** begin DATA **

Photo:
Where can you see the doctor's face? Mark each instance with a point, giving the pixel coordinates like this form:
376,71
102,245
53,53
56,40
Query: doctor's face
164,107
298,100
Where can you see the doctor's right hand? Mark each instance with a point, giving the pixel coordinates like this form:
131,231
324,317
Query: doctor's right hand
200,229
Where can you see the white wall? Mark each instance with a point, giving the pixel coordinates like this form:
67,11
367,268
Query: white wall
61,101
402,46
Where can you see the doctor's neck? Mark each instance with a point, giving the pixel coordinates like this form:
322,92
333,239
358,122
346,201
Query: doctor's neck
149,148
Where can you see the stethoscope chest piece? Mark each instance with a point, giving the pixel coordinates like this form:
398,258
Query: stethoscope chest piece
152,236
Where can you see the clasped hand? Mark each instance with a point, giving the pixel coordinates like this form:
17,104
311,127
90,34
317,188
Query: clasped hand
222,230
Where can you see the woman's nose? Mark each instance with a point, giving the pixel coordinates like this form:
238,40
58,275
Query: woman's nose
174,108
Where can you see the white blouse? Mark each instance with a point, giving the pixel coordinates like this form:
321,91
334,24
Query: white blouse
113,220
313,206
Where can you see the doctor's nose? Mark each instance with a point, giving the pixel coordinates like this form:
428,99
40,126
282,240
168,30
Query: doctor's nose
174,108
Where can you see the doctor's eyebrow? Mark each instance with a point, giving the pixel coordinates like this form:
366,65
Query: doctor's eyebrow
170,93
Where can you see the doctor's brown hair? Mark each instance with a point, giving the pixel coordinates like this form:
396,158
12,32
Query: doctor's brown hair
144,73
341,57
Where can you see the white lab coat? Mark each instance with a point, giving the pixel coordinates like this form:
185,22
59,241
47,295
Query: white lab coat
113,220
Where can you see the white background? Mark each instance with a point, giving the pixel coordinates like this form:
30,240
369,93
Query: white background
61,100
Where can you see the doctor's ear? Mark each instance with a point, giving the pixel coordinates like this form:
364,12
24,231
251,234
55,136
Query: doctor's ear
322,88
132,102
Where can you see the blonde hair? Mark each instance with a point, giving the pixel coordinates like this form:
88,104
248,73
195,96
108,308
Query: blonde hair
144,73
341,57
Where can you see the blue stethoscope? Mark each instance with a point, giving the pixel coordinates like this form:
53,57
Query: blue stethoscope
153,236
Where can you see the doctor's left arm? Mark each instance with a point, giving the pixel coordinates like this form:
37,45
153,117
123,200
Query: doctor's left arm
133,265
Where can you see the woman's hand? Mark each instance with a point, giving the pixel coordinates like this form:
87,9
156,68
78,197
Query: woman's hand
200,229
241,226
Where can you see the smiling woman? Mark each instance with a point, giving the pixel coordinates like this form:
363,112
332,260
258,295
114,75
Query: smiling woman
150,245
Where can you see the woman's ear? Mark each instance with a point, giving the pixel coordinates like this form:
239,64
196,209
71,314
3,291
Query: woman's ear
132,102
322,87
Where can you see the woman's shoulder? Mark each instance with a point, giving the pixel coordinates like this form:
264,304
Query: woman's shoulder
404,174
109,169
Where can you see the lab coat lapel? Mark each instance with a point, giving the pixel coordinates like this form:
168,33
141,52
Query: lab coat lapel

** end DATA **

* WHAT THE TASK REQUIRES *
Can you retype the data verbatim, from the line that contains "Where can you see the smiling" through the last line of the data, both included?

* PROBLEM SOLUTION *
Where can you see the smiling woman? Mark each instance with a point, giving the pixel coordinates like this form:
363,112
332,260
258,295
114,75
Query: smiling woman
150,245
Where can you see the woman's ear? Mark each instance with a point, giving the pixel coordinates like this form:
239,64
196,209
71,314
3,291
Query: woman's ear
132,102
322,87
Where can you see the woman's shoulder? Mark each instance with a point, giving the pixel coordinates like this form:
264,304
Query: woman's shoulder
404,174
109,169
Where can you see the lab coat lapel? Mark each instance with a point, giving the pixel coordinates like this form:
168,33
141,52
Query: lab coat lapel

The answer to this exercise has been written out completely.